Indica qué pena de prisión se pedía, según el texto de origen, para el hombre que acudió con su bebé a la comisaría de Aranjuez.

**Texto de origen:**
───

En la categoría de "profesionales, científicos e intelectuales" reinan republicanamente las izquierdas, mientras que Vox encuentra su caladero privilegiado en los cuerpos policiales y militares. No por perogrullada resulta menos aterrador: algunos tienen de su lado el conocimiento, y otros, la fuerza de las armas.

Un hombre acudió a una comisaria en Aranjuez con su bebé en brazos para denunciar un previo abuso policial, se cruzó con el fornido objeto de su denuncia y acabó apaleado e ilegalmente detenido. Afortunadamente, una mujer que presenció los hechos a las puertas de la comisaría los grabó con su móvil, así que gracias a esa prueba gráfica el hombre, que había sido denunciado por el policía por resistencia a la autoridad y para el que se pedía un año de prisión, ha sido absuelto varios años después del incidente. El policía y su compañero han sido condenados, mientras, a multas por lesiones y penas de cárcel de hasta cinco años por detención ilegal. Los policías, claro, han recurrido la sentencia por la supuesta "vulneración al principio de autoridad policial".

La ley mordaza, ya saben, que sigue sin derogarse y otorga el supuesto de veracidad al testimonio de las fuerzas policiales, que cuando acuden ante los tribunales a prestar declaración se convierten así en involuntarios imitadores de Groucho Marx: "¿A quién va a creer usted, su Señoría, a mí o a sus propios ojos?". Una comedia sin puñetera gracia.

A la espera de que el recurso no prospere en instancias superiores, podemos decir que por una vez se ha hecho justicia. Pero esa mujer, esa ciudadana heroica y entrometida cámara de móvil en mano, no siempre puede estar ahí para grabarlo, porque también tiene su vida. Pocas semanas antes el Supremo ya absolvió por falta de pruebas a otra pareja de policías condenados por agredir y detener ilegalmente a un joven de Móstoles. Aunque se inventaron una agresión para justificar su actuación y el Supremo reconoce que, efectivamente, no concurrían razones para detenerlo, sostiene el Alto Tribunal que tampoco hay pruebas de lo contrario: "algo habrá hecho", debió de pensar el juez que decidió no abrir causa por falso testimonio a los policías. Hoy como ayer, parece que la inocencia debe ser probada y demostrada.

En Parla, otro policía le inventó antecedentes por tráfico de drogas a un vecino con el que mantenía una mala relación. Acaba de ser absuelto el policía que asesinó de un disparo a un preso fugado en Cáceres. "La Fiscalía pide cárcel para tres antidisturbios por inventarse una agresión de una manifestante en Madrid" (afortunadamente, en esta ocasión también existe prueba gráfica frente al falso testimonio policial); no hace falta bucear mucho en la hemeroteca más reciente para darse de bruces con este tipo de titulares recurrentes.

───

Entradas de etiquetado de regiones de imagen:
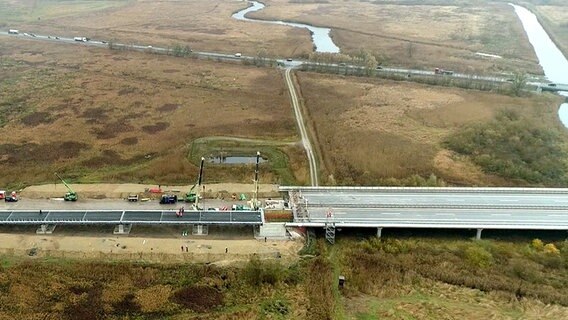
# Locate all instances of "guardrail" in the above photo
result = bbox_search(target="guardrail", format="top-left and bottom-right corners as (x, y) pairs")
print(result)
(286, 221), (568, 231)
(298, 201), (568, 211)
(278, 186), (568, 194)
(0, 210), (264, 225)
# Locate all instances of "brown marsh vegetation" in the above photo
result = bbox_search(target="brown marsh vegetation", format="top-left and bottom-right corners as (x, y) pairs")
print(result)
(298, 72), (568, 186)
(0, 237), (568, 320)
(0, 38), (301, 185)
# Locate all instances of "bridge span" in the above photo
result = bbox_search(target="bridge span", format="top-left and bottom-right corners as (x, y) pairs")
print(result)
(280, 187), (568, 238)
(0, 210), (264, 234)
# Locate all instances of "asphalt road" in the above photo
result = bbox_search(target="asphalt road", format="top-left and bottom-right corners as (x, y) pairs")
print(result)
(296, 190), (568, 210)
(0, 30), (548, 87)
(283, 187), (568, 230)
(285, 68), (319, 186)
(0, 210), (262, 225)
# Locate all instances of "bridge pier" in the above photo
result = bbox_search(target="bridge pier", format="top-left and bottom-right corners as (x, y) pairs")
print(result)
(113, 224), (132, 234)
(377, 227), (383, 238)
(475, 229), (483, 240)
(36, 224), (56, 234)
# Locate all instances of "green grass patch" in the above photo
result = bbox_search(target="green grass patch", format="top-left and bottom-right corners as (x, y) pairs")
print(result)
(188, 137), (297, 185)
(0, 0), (131, 23)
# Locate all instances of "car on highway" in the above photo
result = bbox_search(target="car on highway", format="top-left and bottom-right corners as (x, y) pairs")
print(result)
(160, 194), (177, 204)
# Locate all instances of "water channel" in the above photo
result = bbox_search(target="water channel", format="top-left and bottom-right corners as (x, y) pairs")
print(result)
(233, 1), (339, 53)
(509, 3), (568, 127)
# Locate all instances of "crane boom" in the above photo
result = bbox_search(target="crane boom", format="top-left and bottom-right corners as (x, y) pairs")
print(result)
(55, 172), (75, 193)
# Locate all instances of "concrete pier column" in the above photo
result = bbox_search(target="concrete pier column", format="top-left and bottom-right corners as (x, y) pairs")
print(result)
(475, 229), (483, 240)
(377, 227), (383, 238)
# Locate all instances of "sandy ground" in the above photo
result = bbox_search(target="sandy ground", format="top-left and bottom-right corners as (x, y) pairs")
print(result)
(20, 183), (279, 199)
(0, 229), (302, 265)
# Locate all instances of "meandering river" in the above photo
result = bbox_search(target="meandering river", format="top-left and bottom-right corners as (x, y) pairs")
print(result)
(233, 1), (339, 53)
(509, 3), (568, 127)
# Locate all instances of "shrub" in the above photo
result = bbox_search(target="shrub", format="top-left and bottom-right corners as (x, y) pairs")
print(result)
(544, 243), (560, 256)
(243, 256), (282, 287)
(260, 297), (290, 316)
(173, 286), (223, 312)
(531, 239), (544, 251)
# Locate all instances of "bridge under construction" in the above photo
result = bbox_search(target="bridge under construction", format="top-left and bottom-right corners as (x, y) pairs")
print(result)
(280, 187), (568, 242)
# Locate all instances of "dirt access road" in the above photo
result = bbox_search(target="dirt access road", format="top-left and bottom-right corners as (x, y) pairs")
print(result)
(20, 183), (279, 199)
(285, 68), (318, 187)
(0, 229), (302, 265)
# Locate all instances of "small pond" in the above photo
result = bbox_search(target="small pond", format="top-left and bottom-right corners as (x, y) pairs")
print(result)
(208, 156), (268, 164)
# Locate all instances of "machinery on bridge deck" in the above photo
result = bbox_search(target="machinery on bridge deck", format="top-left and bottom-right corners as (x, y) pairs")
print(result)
(55, 172), (79, 201)
(183, 157), (205, 209)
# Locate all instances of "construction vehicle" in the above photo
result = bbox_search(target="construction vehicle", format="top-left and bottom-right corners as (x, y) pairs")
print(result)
(55, 173), (79, 201)
(160, 194), (177, 204)
(184, 157), (205, 206)
(434, 68), (454, 75)
(4, 191), (18, 202)
(247, 151), (260, 210)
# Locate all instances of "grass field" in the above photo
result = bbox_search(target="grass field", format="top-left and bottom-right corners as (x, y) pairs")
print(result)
(0, 40), (303, 186)
(531, 1), (568, 56)
(0, 237), (568, 320)
(298, 73), (568, 186)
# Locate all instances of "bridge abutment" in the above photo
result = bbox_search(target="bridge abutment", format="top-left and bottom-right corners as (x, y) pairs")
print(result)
(475, 229), (483, 240)
(377, 227), (383, 238)
(36, 224), (57, 234)
(113, 224), (132, 235)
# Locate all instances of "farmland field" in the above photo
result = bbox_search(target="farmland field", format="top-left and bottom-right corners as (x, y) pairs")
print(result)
(0, 0), (561, 74)
(251, 0), (542, 73)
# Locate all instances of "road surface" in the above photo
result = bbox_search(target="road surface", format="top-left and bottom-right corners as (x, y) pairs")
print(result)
(281, 187), (568, 230)
(0, 210), (262, 225)
(284, 68), (319, 186)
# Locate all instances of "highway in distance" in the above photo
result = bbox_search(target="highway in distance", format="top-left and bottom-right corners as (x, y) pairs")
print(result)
(0, 210), (263, 225)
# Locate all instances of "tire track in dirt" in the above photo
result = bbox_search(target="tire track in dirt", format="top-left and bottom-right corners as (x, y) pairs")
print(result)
(284, 68), (318, 187)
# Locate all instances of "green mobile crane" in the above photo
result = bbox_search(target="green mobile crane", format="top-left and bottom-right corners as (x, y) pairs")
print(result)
(184, 157), (205, 207)
(55, 172), (79, 201)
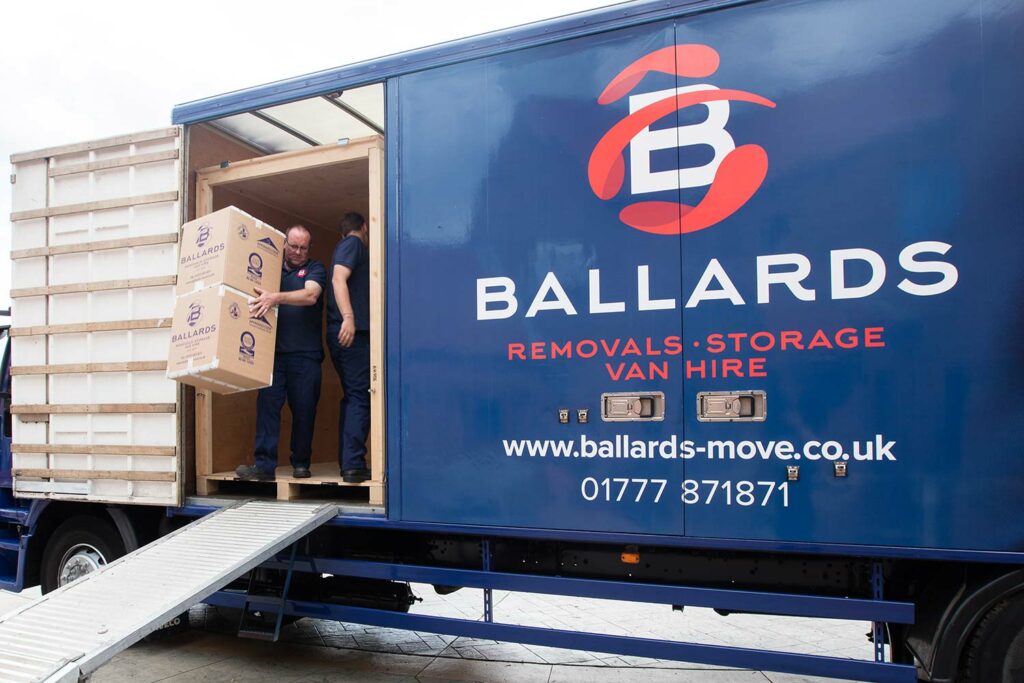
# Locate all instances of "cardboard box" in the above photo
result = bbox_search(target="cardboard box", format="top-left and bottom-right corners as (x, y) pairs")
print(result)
(167, 285), (278, 393)
(177, 207), (285, 296)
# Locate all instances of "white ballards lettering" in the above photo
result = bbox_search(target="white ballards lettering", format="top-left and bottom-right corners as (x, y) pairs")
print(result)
(476, 242), (959, 321)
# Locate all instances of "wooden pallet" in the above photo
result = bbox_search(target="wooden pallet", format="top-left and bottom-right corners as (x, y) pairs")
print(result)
(200, 463), (384, 505)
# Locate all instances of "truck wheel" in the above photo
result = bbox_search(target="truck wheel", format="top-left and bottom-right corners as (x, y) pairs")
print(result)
(40, 515), (125, 593)
(959, 596), (1024, 683)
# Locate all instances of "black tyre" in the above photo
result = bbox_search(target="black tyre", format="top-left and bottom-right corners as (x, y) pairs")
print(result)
(959, 596), (1024, 683)
(40, 515), (125, 593)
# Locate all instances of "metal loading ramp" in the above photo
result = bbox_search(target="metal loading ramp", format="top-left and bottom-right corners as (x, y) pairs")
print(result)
(0, 501), (338, 683)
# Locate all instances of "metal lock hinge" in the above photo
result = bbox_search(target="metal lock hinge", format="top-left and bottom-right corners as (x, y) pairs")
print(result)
(601, 391), (665, 422)
(697, 391), (768, 422)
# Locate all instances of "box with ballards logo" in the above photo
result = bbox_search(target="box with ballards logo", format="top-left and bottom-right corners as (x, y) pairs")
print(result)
(167, 285), (278, 393)
(167, 207), (285, 393)
(177, 206), (285, 296)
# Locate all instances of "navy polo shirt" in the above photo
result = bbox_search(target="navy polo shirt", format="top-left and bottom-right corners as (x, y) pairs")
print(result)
(276, 260), (327, 359)
(327, 234), (370, 336)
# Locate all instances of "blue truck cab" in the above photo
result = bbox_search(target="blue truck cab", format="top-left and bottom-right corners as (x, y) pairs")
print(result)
(0, 0), (1024, 682)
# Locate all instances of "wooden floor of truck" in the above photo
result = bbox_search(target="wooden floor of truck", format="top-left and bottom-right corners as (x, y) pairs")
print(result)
(200, 463), (384, 505)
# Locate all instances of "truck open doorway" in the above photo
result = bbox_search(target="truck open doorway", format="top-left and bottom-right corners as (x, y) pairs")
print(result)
(187, 124), (386, 505)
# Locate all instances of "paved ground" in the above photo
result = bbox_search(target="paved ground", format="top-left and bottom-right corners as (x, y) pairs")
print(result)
(46, 586), (871, 683)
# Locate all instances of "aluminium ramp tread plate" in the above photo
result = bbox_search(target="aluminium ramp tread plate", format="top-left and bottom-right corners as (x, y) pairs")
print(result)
(0, 501), (338, 682)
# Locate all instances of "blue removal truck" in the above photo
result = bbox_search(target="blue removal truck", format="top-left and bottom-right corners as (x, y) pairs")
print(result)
(0, 0), (1024, 682)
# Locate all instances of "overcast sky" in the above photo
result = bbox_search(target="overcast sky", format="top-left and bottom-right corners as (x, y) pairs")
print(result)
(0, 0), (612, 307)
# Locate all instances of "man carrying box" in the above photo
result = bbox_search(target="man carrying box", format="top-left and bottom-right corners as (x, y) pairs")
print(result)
(234, 225), (327, 481)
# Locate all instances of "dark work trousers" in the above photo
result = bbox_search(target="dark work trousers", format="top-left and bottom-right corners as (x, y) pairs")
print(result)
(256, 352), (323, 472)
(327, 330), (370, 471)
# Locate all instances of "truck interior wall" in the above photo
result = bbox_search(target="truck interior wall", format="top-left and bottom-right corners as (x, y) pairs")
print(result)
(213, 187), (350, 472)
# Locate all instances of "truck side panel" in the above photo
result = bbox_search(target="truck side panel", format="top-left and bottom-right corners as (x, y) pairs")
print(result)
(389, 0), (1024, 551)
(679, 1), (1024, 551)
(392, 23), (683, 535)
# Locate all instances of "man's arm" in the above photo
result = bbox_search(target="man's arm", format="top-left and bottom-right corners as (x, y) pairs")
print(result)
(331, 263), (355, 346)
(249, 282), (324, 317)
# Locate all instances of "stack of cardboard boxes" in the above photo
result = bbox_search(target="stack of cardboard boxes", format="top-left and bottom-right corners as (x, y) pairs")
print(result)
(167, 207), (285, 393)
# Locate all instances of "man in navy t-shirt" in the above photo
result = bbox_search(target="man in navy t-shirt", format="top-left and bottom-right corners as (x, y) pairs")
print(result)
(327, 212), (370, 483)
(234, 225), (327, 481)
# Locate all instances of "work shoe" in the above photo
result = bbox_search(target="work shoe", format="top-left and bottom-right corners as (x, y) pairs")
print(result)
(341, 468), (370, 483)
(234, 465), (273, 481)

───

**Resultado:** Se pedía un año de prisión.